[Extracted data entries]

####################

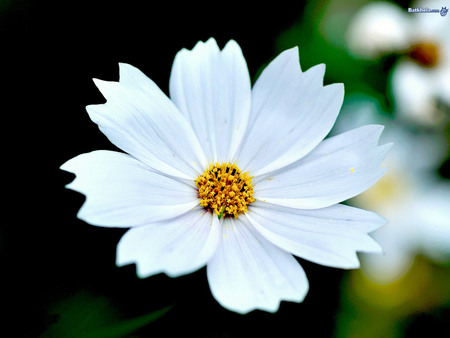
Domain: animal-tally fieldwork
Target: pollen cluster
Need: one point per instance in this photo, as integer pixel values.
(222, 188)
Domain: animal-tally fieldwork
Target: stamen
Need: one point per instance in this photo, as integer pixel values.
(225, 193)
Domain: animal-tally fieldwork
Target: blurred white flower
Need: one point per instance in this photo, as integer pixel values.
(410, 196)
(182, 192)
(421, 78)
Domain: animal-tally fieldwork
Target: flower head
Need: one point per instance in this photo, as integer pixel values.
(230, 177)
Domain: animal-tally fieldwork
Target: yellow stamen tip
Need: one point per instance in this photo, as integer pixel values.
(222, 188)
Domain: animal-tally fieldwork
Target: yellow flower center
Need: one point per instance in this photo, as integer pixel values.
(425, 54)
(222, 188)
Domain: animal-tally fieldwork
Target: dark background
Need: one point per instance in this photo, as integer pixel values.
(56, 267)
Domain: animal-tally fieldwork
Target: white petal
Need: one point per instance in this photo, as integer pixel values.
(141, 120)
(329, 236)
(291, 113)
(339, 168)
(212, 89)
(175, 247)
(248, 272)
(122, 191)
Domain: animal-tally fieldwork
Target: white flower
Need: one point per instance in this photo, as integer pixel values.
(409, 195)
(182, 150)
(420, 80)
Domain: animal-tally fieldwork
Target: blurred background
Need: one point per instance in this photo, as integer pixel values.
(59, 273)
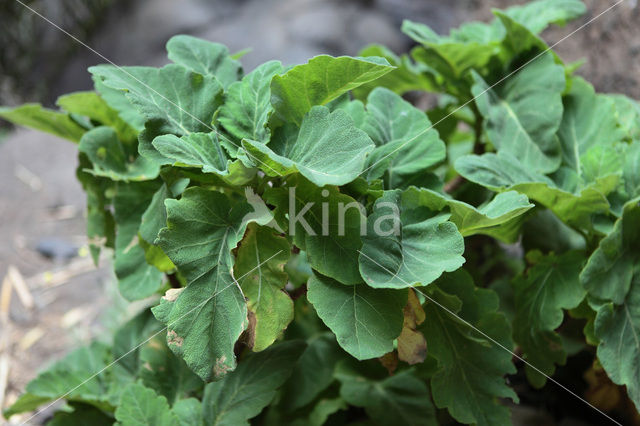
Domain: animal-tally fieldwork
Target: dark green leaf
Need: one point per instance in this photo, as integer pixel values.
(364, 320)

####################

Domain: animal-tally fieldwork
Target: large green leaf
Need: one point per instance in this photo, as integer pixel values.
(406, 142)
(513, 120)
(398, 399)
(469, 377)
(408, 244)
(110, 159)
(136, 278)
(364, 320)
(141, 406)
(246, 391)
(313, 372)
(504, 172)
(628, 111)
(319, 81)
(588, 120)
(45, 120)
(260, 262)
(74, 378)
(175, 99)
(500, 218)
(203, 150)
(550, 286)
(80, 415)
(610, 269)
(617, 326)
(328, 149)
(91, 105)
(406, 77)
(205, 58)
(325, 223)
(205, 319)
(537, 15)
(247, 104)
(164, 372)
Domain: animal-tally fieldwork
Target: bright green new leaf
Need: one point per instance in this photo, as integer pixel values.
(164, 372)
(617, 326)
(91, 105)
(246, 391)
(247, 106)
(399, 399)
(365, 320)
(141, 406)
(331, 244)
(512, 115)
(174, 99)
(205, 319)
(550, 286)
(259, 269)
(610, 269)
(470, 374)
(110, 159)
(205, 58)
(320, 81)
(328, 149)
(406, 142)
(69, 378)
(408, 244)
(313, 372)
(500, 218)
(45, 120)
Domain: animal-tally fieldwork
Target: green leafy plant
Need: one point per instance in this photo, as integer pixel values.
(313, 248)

####################

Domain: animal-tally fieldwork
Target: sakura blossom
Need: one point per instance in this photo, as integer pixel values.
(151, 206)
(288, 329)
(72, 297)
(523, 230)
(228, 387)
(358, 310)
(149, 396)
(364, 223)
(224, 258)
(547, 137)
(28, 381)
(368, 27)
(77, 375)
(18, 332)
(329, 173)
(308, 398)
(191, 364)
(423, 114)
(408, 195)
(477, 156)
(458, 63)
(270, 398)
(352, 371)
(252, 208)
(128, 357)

####################

▸ Short task
Show every line in the records above that contains the string "blurred", treating uppercase and lowercase as different.

▸ Completed exercise
Target: blurred white flower
Target: blurred background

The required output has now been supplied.